▶ TEXT FOR ANALYSIS
You must write with reckless abandon! This was the first sentiment author, Libba Bray, shared at the SCBWI New York Conference in January. Her most recent novel Going Bovine indeed pushes the limits of narrative storytelling when a teenage boy gets mad cow disease and goes on a road trip with a dwarf and talking garden gnome in order to save the universe from black matter. Sound like a crazy adventure? Well it is, but it is also this year’s Printz Winner. “It is our duty as writers to explore fears, grudges, hopes, dreams, and oddities. We must explore the things that we hide, and craft them into our characters.” Bray says.
The following is Libba Bray’s Four Rules on Risk Taking and Writing:
1) Be the Giraffe!
- Push your work! Look for the unexpected! “Be the giraffe” is a reference to a conversation Bray had with her son. She asked him what he wanted to be when he grew up and he said a giraffe. He was too young to understand one can’t grow up to be a giraffe, of course, but it forced her to think about what we take for granted.

▶ RECORDED DATA
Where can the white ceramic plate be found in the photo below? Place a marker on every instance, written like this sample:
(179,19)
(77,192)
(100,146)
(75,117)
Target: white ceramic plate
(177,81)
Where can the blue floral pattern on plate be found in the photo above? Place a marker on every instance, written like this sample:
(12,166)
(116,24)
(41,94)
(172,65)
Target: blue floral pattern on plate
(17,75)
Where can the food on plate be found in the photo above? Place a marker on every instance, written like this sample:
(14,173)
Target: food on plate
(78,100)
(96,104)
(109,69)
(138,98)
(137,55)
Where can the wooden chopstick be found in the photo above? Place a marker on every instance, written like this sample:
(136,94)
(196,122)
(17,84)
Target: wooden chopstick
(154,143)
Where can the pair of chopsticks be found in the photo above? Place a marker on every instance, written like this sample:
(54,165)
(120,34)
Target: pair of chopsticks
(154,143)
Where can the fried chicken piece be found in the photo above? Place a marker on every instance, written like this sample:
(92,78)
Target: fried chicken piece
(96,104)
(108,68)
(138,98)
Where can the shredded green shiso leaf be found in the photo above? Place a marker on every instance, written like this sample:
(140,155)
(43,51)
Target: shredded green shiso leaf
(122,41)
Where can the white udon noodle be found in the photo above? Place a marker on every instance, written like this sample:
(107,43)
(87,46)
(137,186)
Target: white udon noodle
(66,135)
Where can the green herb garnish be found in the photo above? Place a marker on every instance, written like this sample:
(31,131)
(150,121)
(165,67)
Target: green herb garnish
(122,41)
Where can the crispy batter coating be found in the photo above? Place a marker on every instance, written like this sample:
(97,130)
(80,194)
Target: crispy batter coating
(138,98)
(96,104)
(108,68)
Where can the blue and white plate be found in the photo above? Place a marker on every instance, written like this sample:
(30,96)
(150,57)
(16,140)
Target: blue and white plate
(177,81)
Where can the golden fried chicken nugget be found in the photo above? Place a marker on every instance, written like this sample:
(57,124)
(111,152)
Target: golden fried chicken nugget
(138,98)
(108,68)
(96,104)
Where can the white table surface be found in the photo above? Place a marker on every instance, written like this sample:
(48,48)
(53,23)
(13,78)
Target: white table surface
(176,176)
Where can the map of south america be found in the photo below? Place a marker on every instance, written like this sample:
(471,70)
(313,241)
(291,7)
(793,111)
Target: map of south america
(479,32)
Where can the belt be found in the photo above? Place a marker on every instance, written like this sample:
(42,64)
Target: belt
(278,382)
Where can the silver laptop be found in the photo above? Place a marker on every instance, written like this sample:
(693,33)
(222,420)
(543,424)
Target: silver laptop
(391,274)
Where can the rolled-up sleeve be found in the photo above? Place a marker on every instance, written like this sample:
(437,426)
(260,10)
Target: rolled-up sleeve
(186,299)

▶ ABOUT THIS TASK
From the text about Libba Bray's writing advice, pull out the passage starting with "The following is" and going on through "take for granted.". The listing has nothing to do with the text about Libba Bray's writing advice.

▶ SOLVED EXERCISE
The following is Libba Bray’s Four Rules on Risk Taking and Writing:
1) Be the Giraffe!
- Push your work! Look for the unexpected! “Be the giraffe” is a reference to a conversation Bray had with her son. She asked him what he wanted to be when he grew up and he said a giraffe. He was too young to understand one can’t grow up to be a giraffe, of course, but it forced her to think about what we take for granted.